→ GIVEN INSTRUCTION 1: In the project description, which institute is the planned partnership with?
→ GIVEN INSTRUCTION 2: The project description says integrating foreign researchers will make it possible to do certain things with current thinking in other legal systems. List each of those actions.
→ GIVEN INSTRUCTION 3: Reproduce the part of the project description starting with "This project is concerned" and going on through "intelligence in particular.".

→ TEXT PROVIDED:
* * * * * * * * *
This project is concerned only with civil proceedings. It would naturally be possible to cover other processes in which these issues are relevant, such as criminal proceedings, but the risk of dispersion is high enough to recommend a more restricted scope. What has been said does not rule out the clear susceptibility of generalising the conclusions reached with reference to civil proceedings to other cases.
The legal framework for this project is Portuguese. However, the integration of foreign researchers seems very pertinent, as it will make it possible to learn about, compare and integrate current thinking in other legal systems on identical issues. As this project deals with legal issues permeated by technology, it is essential to have consultants from the fields of computing in general and artificial intelligence in particular.
Decoding the nature and mode of operation of the machines, as well as clarifying doubts about the type of technology under analysis, is essential if the research is to be both rigorous and adherent to reality. The partnership with the Max Planck Institute Luxembourg for International, European and Regulatory Procedural Law is expected to be extremely fruitful, given that it is a research centre of excellence in the area of civil procedure. The partnership involves the participation of a researcher from the MPI Luxembourg in the project, as well as the organisation of research periods for the project's researchers at the MPI Luxembourg.
As there are several sub-questions to be answered, four teams of researchers will be formed, each dealing specifically with one (or possibly two) sub-questions. This split does not imply a breakdown of the research, but rather a continuous collaboration between all the researchers, which will materialise in joint meetings.
* * * * * * * * *
→ STORED ROWS:
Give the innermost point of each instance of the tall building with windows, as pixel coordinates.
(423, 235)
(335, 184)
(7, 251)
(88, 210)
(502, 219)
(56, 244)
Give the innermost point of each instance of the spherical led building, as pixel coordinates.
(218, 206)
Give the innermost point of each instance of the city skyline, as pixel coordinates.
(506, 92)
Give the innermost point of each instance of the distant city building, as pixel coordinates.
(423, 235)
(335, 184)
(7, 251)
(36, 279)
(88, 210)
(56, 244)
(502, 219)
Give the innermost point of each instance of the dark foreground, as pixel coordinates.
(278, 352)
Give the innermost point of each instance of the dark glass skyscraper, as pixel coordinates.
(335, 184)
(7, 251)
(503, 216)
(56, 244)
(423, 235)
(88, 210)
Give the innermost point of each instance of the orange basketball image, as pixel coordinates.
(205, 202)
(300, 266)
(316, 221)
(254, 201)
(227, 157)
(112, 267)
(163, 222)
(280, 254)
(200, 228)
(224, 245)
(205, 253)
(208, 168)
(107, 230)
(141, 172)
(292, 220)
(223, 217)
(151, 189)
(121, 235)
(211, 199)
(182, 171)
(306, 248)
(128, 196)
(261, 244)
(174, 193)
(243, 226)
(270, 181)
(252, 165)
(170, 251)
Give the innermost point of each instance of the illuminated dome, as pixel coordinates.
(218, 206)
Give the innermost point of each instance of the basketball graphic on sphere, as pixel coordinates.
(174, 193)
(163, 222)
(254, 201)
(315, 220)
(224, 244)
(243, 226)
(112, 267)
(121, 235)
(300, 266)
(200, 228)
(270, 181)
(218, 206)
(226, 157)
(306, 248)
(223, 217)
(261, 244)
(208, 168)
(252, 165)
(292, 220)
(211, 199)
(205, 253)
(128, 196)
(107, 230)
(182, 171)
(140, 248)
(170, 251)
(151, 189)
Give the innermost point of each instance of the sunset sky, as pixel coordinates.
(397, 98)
* * * * * * * * *
→ TASK OUTPUT 1: The Max Planck Institute Luxembourg for International, European and Regulatory Procedural Law.

→ TASK OUTPUT 2:
- Learn about it
- Compare it
- Integrate it

→ TASK OUTPUT 3:
This project is concerned only with civil proceedings. It would naturally be possible to cover other processes in which these issues are relevant, such as criminal proceedings, but the risk of dispersion is high enough to recommend a more restricted scope. What has been said does not rule out the clear susceptibility of generalising the conclusions reached with reference to civil proceedings to other cases.
The legal framework for this project is Portuguese. However, the integration of foreign researchers seems very pertinent, as it will make it possible to learn about, compare and integrate current thinking in other legal systems on identical issues. As this project deals with legal issues permeated by technology, it is essential to have consultants from the fields of computing in general and artificial intelligence in particular.